_What is expected:_ Reproduce every record below word for word, keeping each line and its order unchanged.

----- Provided information -----

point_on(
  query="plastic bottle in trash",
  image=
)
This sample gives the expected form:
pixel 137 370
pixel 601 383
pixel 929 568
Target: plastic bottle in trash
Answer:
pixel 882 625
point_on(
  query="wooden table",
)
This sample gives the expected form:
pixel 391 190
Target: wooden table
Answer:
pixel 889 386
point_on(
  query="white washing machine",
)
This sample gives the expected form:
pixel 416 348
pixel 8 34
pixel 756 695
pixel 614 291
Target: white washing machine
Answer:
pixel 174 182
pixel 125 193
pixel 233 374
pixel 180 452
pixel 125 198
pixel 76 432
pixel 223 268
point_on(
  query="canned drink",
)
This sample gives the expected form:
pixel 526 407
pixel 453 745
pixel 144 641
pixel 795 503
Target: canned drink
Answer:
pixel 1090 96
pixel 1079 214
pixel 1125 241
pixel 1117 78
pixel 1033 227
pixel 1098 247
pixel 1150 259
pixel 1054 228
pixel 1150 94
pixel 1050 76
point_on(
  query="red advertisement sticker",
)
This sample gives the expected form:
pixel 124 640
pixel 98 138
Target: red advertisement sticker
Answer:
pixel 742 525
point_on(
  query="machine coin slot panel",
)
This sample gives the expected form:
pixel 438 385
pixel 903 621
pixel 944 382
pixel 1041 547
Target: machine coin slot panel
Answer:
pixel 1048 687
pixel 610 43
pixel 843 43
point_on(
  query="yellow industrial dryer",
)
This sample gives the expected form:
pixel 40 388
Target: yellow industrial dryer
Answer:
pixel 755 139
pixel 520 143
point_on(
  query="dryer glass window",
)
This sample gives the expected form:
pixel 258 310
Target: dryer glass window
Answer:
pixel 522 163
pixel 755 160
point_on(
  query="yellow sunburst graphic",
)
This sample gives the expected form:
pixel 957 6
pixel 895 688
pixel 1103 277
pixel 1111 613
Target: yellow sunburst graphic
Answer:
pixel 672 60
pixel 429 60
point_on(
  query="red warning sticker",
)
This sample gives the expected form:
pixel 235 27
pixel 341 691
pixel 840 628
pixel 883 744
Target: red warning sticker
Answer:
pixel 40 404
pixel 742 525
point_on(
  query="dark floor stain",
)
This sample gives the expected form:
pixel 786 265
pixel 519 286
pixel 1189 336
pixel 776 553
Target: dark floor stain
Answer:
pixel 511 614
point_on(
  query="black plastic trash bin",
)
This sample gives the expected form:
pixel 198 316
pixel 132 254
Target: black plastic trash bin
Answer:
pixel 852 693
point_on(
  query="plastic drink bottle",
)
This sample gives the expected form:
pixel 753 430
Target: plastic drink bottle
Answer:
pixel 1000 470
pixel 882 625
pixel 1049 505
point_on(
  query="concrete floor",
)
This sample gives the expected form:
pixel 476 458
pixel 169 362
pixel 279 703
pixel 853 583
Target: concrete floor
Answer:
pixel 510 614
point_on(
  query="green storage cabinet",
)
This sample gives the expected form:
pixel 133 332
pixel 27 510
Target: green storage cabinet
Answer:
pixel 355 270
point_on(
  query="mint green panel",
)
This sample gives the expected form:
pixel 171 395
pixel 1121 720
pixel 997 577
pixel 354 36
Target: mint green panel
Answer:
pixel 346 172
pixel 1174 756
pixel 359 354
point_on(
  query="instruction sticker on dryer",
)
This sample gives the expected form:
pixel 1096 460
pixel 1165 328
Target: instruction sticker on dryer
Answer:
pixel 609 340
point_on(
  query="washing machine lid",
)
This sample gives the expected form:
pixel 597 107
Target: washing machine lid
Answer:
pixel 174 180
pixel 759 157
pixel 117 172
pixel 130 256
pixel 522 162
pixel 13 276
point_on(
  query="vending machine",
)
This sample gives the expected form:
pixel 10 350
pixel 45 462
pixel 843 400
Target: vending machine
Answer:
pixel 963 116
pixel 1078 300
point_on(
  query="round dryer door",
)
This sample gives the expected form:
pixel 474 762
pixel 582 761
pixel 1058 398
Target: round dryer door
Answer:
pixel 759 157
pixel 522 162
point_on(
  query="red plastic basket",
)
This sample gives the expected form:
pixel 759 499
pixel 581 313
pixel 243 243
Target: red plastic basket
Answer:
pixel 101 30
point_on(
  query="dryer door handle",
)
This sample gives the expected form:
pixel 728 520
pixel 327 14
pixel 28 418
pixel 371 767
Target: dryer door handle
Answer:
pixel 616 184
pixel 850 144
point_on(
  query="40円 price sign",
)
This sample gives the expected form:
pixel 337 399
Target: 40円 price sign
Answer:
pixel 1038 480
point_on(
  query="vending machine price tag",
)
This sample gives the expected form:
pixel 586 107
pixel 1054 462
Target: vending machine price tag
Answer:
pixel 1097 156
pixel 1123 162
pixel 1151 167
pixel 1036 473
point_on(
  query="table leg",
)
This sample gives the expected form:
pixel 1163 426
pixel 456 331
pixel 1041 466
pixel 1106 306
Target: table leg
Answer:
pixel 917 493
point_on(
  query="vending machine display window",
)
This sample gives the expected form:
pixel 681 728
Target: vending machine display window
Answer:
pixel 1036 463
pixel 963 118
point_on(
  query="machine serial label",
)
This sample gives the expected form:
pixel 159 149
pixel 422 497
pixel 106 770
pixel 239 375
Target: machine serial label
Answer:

-----

_Finished answer:_
point_on(
  query="plastic bottle in trash",
  image=
)
This sample gives the expected form:
pixel 137 370
pixel 601 383
pixel 929 568
Target: plastic bottle in trash
Answer:
pixel 882 625
point_on(
  query="wooden table",
)
This sample gives the expected form:
pixel 391 190
Target: wooden table
Answer:
pixel 889 386
point_on(
  query="white washing machine",
)
This sample gives the expected form:
pixel 416 348
pixel 8 34
pixel 756 695
pixel 614 291
Target: white washing machine
Answer:
pixel 174 182
pixel 125 193
pixel 233 374
pixel 180 452
pixel 125 198
pixel 76 432
pixel 223 268
point_on(
  query="canned drink",
)
This sample gives the expected form:
pixel 526 407
pixel 453 745
pixel 144 641
pixel 795 503
Target: canned drink
Answer:
pixel 1090 96
pixel 1079 214
pixel 1125 241
pixel 1117 78
pixel 1033 227
pixel 1098 247
pixel 1150 259
pixel 1054 228
pixel 1150 94
pixel 1050 76
point_on(
  query="red advertisement sticker",
)
This sample gives the expected form:
pixel 124 640
pixel 98 138
Target: red advertisement sticker
Answer:
pixel 742 525
point_on(
  query="machine coin slot panel",
)
This sample gives the expected form:
pixel 438 385
pixel 903 621
pixel 944 382
pixel 1041 547
Target: machine coin slot panel
Answer:
pixel 1048 687
pixel 610 43
pixel 843 43
point_on(
  query="yellow industrial dryer",
)
This sample gives the expected form:
pixel 40 388
Target: yellow industrial dryer
Answer:
pixel 755 139
pixel 520 143
point_on(
  query="dryer glass window",
)
This sample gives the expected form:
pixel 258 310
Target: dryer glass window
Answer:
pixel 522 163
pixel 755 160
point_on(
  query="yellow sunburst graphic",
)
This sample gives the expected form:
pixel 957 6
pixel 895 688
pixel 1103 277
pixel 1111 613
Target: yellow sunburst graphic
Answer:
pixel 672 60
pixel 429 60
point_on(
  query="red warning sticker",
)
This sample gives the expected form:
pixel 235 27
pixel 341 691
pixel 840 628
pixel 883 744
Target: red warning sticker
Answer:
pixel 40 404
pixel 742 525
point_on(
  query="dark floor stain",
)
This sample gives the expected form:
pixel 786 265
pixel 519 286
pixel 1189 336
pixel 776 553
Target: dark floor stain
Answer:
pixel 511 614
point_on(
  query="black plastic trash bin",
)
This sample gives the expected form:
pixel 198 316
pixel 132 254
Target: black plastic trash bin
Answer:
pixel 852 693
point_on(
  query="plastic drink bottle",
)
This sample gives the expected form:
pixel 753 430
Target: plastic drink bottle
Answer:
pixel 1000 470
pixel 882 625
pixel 1049 505
point_on(
  query="concrete floor",
)
This sample gives the expected form:
pixel 476 458
pixel 169 362
pixel 279 703
pixel 853 583
Target: concrete floor
Answer:
pixel 510 614
point_on(
  query="green storage cabinet",
)
This sample gives the expected form:
pixel 133 332
pixel 27 510
Target: green storage cabinet
Answer:
pixel 355 270
point_on(
  query="mint green panel",
)
This sample gives the expected form:
pixel 171 395
pixel 1121 720
pixel 997 577
pixel 354 36
Target: mint green panel
Answer:
pixel 346 172
pixel 1174 756
pixel 359 354
point_on(
  query="instruction sticker on dryer",
)
This sample gives the expected form:
pixel 1096 460
pixel 1165 328
Target: instruction sticker on dryer
Answer:
pixel 609 340
point_on(
  query="washing machine lid",
)
This sample gives the expected form:
pixel 597 107
Target: washing machine lid
Answer:
pixel 174 180
pixel 759 157
pixel 117 172
pixel 130 256
pixel 522 162
pixel 13 276
point_on(
  query="vending machine",
)
This sample gives the expected form:
pixel 10 350
pixel 45 462
pixel 843 400
Target: vending machine
Answer:
pixel 963 116
pixel 1078 300
point_on(
  query="round dryer door",
)
This sample gives the expected form:
pixel 474 762
pixel 582 761
pixel 1058 398
Target: round dryer door
Answer:
pixel 759 157
pixel 522 162
point_on(
  query="red plastic basket",
)
This sample gives the expected form:
pixel 759 499
pixel 581 313
pixel 243 243
Target: red plastic basket
Answer:
pixel 101 30
point_on(
  query="dryer door handle",
)
This sample gives the expected form:
pixel 728 520
pixel 327 14
pixel 28 418
pixel 371 767
Target: dryer door handle
Answer:
pixel 616 184
pixel 850 144
point_on(
  query="40円 price sign",
)
This sample gives the expected form:
pixel 337 399
Target: 40円 price sign
Answer:
pixel 1038 480
point_on(
  query="vending machine price tag",
)
This sample gives the expected form:
pixel 586 107
pixel 1054 462
Target: vending machine price tag
Answer:
pixel 1097 156
pixel 1123 162
pixel 1151 167
pixel 1036 473
point_on(
  query="table leg",
)
This sample gives the expected form:
pixel 1163 426
pixel 456 331
pixel 1041 466
pixel 1106 306
Target: table leg
Answer:
pixel 917 493
point_on(
  query="vending machine display window",
)
This sample gives the expected form:
pixel 681 728
Target: vending machine display window
Answer:
pixel 1036 463
pixel 963 118
point_on(
  query="machine serial label",
)
This sample gives the expected form:
pixel 159 149
pixel 422 497
pixel 106 770
pixel 239 375
Target: machine serial label
Answer:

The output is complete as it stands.